### What to work on
Give back only the line containing "honestly just need the box coordinates for the snow on" and every line after it through the end of the data below, transcribed exactly.

╭─ Working data

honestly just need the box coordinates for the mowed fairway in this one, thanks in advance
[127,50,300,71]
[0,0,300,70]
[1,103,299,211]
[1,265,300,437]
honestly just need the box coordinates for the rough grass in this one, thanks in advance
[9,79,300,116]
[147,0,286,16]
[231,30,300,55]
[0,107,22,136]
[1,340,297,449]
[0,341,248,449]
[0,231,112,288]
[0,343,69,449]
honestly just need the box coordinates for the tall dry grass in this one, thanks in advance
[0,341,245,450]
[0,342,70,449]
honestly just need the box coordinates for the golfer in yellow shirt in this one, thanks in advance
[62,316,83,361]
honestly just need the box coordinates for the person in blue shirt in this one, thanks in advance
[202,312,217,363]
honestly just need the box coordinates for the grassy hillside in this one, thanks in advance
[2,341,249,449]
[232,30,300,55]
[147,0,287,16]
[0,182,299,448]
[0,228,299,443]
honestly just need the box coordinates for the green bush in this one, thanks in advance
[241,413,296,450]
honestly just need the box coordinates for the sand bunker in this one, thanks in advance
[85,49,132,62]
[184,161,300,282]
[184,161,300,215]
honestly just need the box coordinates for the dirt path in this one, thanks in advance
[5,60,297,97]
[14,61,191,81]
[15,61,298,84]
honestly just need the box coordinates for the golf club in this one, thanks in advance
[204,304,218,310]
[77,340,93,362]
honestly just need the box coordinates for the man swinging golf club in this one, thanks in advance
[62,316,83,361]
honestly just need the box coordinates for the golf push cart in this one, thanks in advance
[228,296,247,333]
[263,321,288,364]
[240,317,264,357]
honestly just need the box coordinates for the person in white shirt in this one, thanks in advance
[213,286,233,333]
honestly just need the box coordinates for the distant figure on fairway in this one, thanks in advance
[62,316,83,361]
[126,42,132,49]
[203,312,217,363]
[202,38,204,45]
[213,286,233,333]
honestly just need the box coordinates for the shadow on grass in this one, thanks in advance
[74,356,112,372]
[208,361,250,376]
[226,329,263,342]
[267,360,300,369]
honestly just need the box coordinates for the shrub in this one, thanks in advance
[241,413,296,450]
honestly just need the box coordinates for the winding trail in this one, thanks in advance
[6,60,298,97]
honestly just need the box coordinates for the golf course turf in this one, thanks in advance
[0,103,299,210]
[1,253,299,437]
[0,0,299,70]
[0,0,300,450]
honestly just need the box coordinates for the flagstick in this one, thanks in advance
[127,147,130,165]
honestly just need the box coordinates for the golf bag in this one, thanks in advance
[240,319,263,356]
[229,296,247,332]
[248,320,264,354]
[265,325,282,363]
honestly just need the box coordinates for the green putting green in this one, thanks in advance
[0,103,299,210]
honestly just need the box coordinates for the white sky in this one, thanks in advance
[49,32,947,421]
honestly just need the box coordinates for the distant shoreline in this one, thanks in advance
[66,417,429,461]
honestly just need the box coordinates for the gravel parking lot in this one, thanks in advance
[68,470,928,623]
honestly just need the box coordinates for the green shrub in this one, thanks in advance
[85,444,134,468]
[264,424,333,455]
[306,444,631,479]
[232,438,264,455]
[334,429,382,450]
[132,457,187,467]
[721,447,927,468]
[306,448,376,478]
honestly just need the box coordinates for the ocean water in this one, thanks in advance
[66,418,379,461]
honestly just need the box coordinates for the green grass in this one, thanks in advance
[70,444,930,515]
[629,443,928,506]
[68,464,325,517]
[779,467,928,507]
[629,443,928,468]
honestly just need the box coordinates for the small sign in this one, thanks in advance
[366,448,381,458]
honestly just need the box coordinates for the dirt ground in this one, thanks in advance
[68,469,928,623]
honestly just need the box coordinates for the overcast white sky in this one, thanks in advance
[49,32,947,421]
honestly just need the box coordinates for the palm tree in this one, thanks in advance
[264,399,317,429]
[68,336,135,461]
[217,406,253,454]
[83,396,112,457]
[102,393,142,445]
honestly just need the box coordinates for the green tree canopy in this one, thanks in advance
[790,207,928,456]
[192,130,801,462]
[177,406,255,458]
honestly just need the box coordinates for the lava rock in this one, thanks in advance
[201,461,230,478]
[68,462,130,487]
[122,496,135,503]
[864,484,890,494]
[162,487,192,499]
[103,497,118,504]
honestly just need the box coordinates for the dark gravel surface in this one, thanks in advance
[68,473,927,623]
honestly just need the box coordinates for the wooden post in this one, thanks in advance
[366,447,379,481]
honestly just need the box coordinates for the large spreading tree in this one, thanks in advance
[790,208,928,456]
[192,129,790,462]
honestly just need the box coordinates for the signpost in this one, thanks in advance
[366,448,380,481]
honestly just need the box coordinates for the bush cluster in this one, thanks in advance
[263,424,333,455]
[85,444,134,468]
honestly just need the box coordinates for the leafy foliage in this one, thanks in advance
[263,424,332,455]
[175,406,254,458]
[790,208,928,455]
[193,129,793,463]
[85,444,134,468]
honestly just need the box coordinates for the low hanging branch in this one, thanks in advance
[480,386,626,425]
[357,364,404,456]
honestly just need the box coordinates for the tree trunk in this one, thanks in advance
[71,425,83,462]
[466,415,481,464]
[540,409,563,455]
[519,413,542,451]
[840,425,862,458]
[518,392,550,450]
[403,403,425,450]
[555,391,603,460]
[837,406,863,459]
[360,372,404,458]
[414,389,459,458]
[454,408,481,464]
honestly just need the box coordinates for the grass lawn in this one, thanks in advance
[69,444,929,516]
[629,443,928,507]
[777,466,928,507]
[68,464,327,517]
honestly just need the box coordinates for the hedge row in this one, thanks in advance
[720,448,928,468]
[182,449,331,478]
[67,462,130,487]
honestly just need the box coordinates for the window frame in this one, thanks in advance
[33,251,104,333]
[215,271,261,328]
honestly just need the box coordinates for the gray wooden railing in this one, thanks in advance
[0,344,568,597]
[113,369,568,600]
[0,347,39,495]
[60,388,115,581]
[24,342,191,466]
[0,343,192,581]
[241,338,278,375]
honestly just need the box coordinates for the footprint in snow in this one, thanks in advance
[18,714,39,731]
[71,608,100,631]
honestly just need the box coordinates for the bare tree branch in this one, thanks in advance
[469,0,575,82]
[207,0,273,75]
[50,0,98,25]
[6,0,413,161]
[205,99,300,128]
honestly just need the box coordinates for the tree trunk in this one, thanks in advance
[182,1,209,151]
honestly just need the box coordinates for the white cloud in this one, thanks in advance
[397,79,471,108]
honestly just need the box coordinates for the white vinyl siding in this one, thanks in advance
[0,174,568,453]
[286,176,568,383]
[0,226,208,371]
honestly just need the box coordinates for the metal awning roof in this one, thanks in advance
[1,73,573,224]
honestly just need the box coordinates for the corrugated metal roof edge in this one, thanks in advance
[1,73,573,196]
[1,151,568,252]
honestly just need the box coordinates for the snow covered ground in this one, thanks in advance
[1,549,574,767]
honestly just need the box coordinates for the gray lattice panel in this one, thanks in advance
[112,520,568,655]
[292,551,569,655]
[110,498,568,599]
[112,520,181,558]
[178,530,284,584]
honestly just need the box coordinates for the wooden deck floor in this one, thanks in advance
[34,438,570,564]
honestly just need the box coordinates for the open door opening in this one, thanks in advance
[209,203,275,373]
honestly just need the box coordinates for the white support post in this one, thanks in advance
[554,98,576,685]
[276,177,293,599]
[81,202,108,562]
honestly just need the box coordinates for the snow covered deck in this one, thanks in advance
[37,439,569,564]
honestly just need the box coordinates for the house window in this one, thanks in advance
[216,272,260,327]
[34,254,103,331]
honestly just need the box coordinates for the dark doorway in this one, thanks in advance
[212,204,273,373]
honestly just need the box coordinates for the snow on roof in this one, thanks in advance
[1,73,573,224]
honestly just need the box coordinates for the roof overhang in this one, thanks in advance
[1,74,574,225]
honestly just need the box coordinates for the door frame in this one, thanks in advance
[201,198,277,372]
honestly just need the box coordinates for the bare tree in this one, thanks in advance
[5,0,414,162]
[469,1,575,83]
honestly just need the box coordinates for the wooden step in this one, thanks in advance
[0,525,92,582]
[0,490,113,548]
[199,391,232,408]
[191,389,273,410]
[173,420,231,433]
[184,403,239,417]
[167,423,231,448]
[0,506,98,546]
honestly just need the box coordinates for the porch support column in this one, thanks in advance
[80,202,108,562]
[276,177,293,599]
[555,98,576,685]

╰─

### Answer to the exercise
honestly just need the box coordinates for the snow on roof in this one, thanks in advance
[1,73,573,224]
honestly just need the box coordinates for the roof overhang in this one, thanks in advance
[1,74,574,225]
honestly just need the box coordinates for the door frame in this one, thanks in advance
[201,198,277,372]
honestly just need the box coordinates for the bare tree in this one, thanks in advance
[5,0,414,162]
[469,1,575,83]
honestly just need the box coordinates for the wooden step in this one, thanks in advance
[0,525,92,582]
[0,490,113,548]
[199,391,232,408]
[191,389,273,410]
[173,420,231,433]
[184,403,239,417]
[167,423,231,448]
[0,506,98,546]
honestly just need the box coordinates for the porch support column in this one, thanks in advance
[80,202,108,562]
[276,177,293,599]
[555,98,576,685]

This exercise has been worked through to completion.